◆ **Data provided**:
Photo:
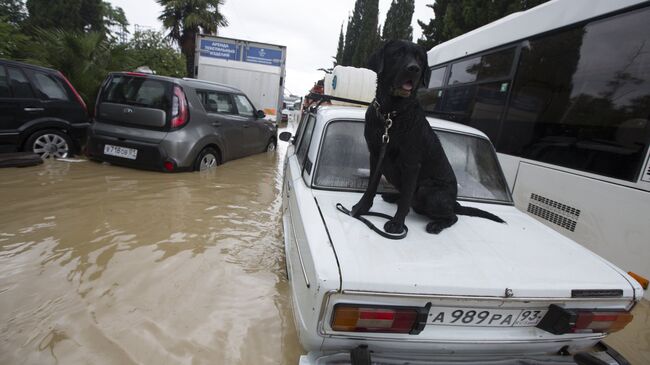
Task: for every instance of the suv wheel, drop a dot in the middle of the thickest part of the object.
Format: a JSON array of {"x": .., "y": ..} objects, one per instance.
[
  {"x": 271, "y": 146},
  {"x": 49, "y": 143},
  {"x": 207, "y": 159}
]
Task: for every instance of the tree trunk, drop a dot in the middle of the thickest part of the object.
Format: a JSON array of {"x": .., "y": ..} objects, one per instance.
[{"x": 188, "y": 47}]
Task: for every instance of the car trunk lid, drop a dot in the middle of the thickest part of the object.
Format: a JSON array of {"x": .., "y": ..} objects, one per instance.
[{"x": 475, "y": 257}]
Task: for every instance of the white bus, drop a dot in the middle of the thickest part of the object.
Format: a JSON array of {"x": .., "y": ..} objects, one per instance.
[{"x": 563, "y": 92}]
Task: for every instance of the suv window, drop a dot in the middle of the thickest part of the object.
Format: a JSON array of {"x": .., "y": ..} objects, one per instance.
[
  {"x": 138, "y": 91},
  {"x": 216, "y": 102},
  {"x": 19, "y": 83},
  {"x": 49, "y": 87},
  {"x": 244, "y": 107},
  {"x": 5, "y": 91}
]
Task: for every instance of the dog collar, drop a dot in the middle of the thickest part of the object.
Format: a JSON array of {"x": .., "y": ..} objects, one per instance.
[{"x": 383, "y": 116}]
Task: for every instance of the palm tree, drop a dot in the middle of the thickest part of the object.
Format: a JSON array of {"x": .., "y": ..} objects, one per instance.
[{"x": 186, "y": 18}]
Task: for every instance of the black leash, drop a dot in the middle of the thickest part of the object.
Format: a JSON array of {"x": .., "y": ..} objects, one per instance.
[{"x": 388, "y": 122}]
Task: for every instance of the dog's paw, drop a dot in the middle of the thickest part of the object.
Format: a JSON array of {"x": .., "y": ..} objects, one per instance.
[
  {"x": 360, "y": 209},
  {"x": 435, "y": 227},
  {"x": 394, "y": 227},
  {"x": 390, "y": 197}
]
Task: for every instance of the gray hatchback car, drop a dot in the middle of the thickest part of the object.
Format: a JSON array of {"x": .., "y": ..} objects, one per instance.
[{"x": 169, "y": 124}]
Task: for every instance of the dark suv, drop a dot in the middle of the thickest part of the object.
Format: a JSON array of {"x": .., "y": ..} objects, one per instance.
[
  {"x": 40, "y": 111},
  {"x": 169, "y": 124}
]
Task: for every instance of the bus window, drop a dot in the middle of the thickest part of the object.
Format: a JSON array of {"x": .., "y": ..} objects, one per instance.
[
  {"x": 577, "y": 105},
  {"x": 437, "y": 77},
  {"x": 478, "y": 105},
  {"x": 489, "y": 66}
]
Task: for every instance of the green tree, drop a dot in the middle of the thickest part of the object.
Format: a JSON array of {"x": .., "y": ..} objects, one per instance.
[
  {"x": 12, "y": 11},
  {"x": 185, "y": 19},
  {"x": 84, "y": 58},
  {"x": 151, "y": 48},
  {"x": 73, "y": 15},
  {"x": 398, "y": 20},
  {"x": 369, "y": 23},
  {"x": 353, "y": 33},
  {"x": 11, "y": 40},
  {"x": 115, "y": 23},
  {"x": 338, "y": 60}
]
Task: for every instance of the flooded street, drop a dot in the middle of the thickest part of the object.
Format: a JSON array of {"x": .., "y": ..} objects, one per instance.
[{"x": 107, "y": 265}]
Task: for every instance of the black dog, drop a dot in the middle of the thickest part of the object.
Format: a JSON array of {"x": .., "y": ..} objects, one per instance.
[{"x": 414, "y": 160}]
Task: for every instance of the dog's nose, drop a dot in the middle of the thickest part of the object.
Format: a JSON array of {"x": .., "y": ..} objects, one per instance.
[{"x": 413, "y": 67}]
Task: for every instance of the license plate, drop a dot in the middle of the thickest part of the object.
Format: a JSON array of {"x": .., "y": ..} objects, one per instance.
[
  {"x": 482, "y": 317},
  {"x": 124, "y": 152}
]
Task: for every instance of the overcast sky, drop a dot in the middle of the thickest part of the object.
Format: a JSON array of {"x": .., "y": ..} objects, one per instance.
[{"x": 309, "y": 28}]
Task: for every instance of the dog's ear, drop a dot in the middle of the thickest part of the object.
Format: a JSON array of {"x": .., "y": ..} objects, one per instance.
[{"x": 426, "y": 74}]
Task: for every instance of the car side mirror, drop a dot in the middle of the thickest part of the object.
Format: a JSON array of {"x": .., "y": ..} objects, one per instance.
[{"x": 285, "y": 136}]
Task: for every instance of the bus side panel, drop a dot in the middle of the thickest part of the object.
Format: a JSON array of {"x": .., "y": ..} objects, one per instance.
[{"x": 610, "y": 220}]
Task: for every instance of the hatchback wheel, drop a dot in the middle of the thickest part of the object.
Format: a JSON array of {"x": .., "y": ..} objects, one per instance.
[
  {"x": 271, "y": 146},
  {"x": 49, "y": 143},
  {"x": 207, "y": 159}
]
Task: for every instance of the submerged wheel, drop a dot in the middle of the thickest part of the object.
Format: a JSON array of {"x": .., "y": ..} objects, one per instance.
[
  {"x": 50, "y": 143},
  {"x": 207, "y": 159},
  {"x": 271, "y": 146}
]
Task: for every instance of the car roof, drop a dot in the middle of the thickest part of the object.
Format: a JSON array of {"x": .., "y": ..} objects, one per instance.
[
  {"x": 199, "y": 84},
  {"x": 27, "y": 65},
  {"x": 194, "y": 83},
  {"x": 330, "y": 112}
]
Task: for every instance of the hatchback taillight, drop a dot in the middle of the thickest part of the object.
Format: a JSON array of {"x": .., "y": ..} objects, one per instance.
[
  {"x": 180, "y": 113},
  {"x": 560, "y": 320},
  {"x": 359, "y": 318}
]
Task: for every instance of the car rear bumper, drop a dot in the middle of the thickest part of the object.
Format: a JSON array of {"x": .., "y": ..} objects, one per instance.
[
  {"x": 150, "y": 156},
  {"x": 600, "y": 354}
]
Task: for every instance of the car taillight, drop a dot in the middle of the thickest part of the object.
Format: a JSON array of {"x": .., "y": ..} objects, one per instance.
[
  {"x": 601, "y": 321},
  {"x": 560, "y": 320},
  {"x": 359, "y": 318},
  {"x": 179, "y": 108},
  {"x": 74, "y": 91}
]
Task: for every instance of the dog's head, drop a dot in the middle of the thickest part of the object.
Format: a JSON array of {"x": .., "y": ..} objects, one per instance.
[{"x": 401, "y": 68}]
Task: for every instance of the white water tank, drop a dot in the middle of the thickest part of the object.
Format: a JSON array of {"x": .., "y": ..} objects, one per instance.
[{"x": 351, "y": 83}]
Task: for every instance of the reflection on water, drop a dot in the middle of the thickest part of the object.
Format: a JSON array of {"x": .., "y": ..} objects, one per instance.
[{"x": 107, "y": 265}]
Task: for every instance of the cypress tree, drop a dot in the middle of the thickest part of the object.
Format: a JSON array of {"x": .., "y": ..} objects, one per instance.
[
  {"x": 339, "y": 49},
  {"x": 398, "y": 20},
  {"x": 368, "y": 32},
  {"x": 353, "y": 33}
]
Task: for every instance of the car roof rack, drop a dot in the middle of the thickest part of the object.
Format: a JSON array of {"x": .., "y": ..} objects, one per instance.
[{"x": 324, "y": 98}]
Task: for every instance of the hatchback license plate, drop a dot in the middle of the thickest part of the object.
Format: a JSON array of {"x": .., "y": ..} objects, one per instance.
[
  {"x": 482, "y": 317},
  {"x": 124, "y": 152}
]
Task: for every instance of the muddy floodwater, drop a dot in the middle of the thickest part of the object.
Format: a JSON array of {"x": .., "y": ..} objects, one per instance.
[{"x": 107, "y": 265}]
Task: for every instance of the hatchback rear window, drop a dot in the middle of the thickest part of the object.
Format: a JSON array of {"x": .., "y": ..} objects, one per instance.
[{"x": 138, "y": 91}]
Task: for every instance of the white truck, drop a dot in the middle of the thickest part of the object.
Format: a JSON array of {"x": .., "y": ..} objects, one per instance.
[{"x": 258, "y": 69}]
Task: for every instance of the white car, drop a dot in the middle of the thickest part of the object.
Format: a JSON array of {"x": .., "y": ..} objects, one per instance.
[{"x": 479, "y": 290}]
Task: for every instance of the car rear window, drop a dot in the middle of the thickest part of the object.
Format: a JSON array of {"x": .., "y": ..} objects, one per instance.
[
  {"x": 138, "y": 91},
  {"x": 49, "y": 87},
  {"x": 344, "y": 163}
]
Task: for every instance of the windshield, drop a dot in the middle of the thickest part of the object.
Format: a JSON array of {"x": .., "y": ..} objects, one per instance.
[{"x": 343, "y": 163}]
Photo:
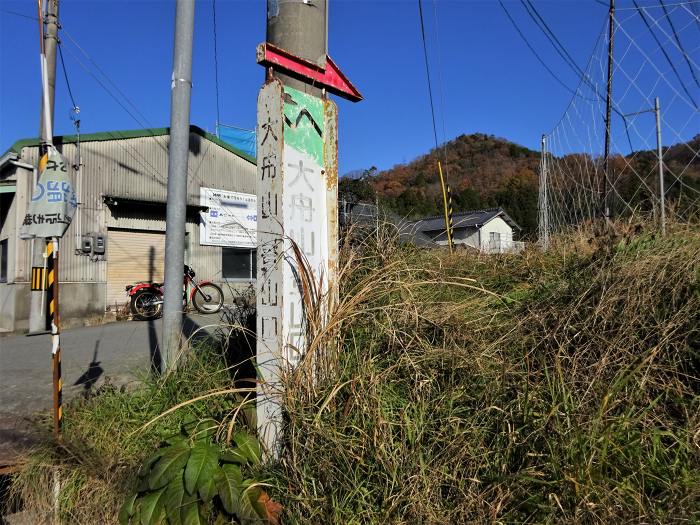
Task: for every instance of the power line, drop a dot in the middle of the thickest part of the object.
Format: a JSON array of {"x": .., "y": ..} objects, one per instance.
[
  {"x": 427, "y": 70},
  {"x": 442, "y": 91},
  {"x": 551, "y": 36},
  {"x": 216, "y": 69},
  {"x": 145, "y": 123},
  {"x": 678, "y": 41},
  {"x": 65, "y": 75},
  {"x": 668, "y": 59},
  {"x": 534, "y": 52}
]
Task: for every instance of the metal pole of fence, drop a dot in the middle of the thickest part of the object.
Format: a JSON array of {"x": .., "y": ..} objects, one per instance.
[{"x": 659, "y": 154}]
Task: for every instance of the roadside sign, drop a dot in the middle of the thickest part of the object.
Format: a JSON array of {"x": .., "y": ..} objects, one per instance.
[{"x": 53, "y": 204}]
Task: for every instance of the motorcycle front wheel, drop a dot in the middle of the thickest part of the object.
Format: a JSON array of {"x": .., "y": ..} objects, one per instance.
[
  {"x": 208, "y": 299},
  {"x": 146, "y": 305}
]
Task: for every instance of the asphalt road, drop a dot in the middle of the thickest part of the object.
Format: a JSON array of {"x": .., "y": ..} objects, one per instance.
[{"x": 118, "y": 352}]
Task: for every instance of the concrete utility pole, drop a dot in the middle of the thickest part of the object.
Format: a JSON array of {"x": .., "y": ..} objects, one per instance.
[
  {"x": 659, "y": 154},
  {"x": 37, "y": 298},
  {"x": 543, "y": 205},
  {"x": 297, "y": 197},
  {"x": 300, "y": 27},
  {"x": 178, "y": 155},
  {"x": 608, "y": 112}
]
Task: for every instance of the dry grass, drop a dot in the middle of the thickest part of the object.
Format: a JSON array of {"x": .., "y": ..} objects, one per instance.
[
  {"x": 437, "y": 388},
  {"x": 542, "y": 388}
]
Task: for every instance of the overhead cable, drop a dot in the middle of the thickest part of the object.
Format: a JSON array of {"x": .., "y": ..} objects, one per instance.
[
  {"x": 661, "y": 47},
  {"x": 680, "y": 44},
  {"x": 534, "y": 52}
]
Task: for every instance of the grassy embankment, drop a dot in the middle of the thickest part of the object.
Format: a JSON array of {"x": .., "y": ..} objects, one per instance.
[{"x": 538, "y": 388}]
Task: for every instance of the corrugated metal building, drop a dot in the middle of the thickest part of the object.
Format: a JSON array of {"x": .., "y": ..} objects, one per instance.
[{"x": 122, "y": 194}]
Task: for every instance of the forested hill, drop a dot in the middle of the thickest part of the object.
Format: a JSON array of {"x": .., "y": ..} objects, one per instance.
[
  {"x": 483, "y": 171},
  {"x": 487, "y": 171}
]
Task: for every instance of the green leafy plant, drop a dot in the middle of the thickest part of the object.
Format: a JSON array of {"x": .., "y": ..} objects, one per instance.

◆ **Requirements**: Extract every line from the one containing "Task: for every instance of the roadside" to the end of the entries, including both of those lines, exactly as given and with nothing added.

◆ **Solution for this task**:
Task: for every instance of the roadside sign, drop a dot in the middle of the thickest part of the object.
Format: a JSON array of {"x": .., "y": ..} objects, one per instance.
[{"x": 53, "y": 204}]
Task: for every instance of the motorcycle front wheel, drop a dot in the middle of the thickest part of the object.
Format: a JSON array of {"x": .., "y": ..} objects, one per instance.
[
  {"x": 208, "y": 299},
  {"x": 146, "y": 305}
]
Task: for every instance of the asphalt road, drop a dot in the middle of the thickest part of the object.
Format: a JSON array of {"x": .., "y": ..} objects, one per instance.
[{"x": 118, "y": 352}]
Task: for every instance of the concrete utility pole, drop a dot in the middle of the thickest part of the object.
Format: a JSON array of {"x": .., "y": ..} objects, one per instance.
[
  {"x": 659, "y": 154},
  {"x": 37, "y": 298},
  {"x": 543, "y": 205},
  {"x": 297, "y": 197},
  {"x": 300, "y": 27},
  {"x": 178, "y": 155},
  {"x": 608, "y": 112}
]
Task: for every instance of the dry grass, drop a dot in the middle of the thickest part of the object.
Format: a JSON array of {"x": .., "y": ..} objects, one per instance.
[
  {"x": 437, "y": 388},
  {"x": 542, "y": 388}
]
Task: for every instance of the overhead cable, drop a dot in the middle of the thickest part of the object.
Format: a JSON array of {"x": .., "y": ..} objects, one per instance.
[
  {"x": 661, "y": 47},
  {"x": 680, "y": 44},
  {"x": 534, "y": 52}
]
Task: for every instance of the grassy embankment, drop a dot in the middle of the thickest part of the object.
Format: a JSON array of {"x": .., "y": ..} objects, one per instance.
[{"x": 538, "y": 388}]
Task: for every instance of the corrugated metal building, drop a dot in the middle of the thickest part of the object.
Format: a JSON array of {"x": .., "y": ..} objects, one per instance.
[{"x": 122, "y": 194}]
Task: for every instance of the forested hill, drop a dot in the middle of the thickest part of the object.
Format: a JSON array of {"x": .., "y": ..} objects, one per instance.
[
  {"x": 483, "y": 171},
  {"x": 487, "y": 171}
]
Task: for every instance of the green leafy plant, drop a dot in the middle of the thickest part of the object.
Format: a JSON array of {"x": .., "y": ..} objects, one per instance.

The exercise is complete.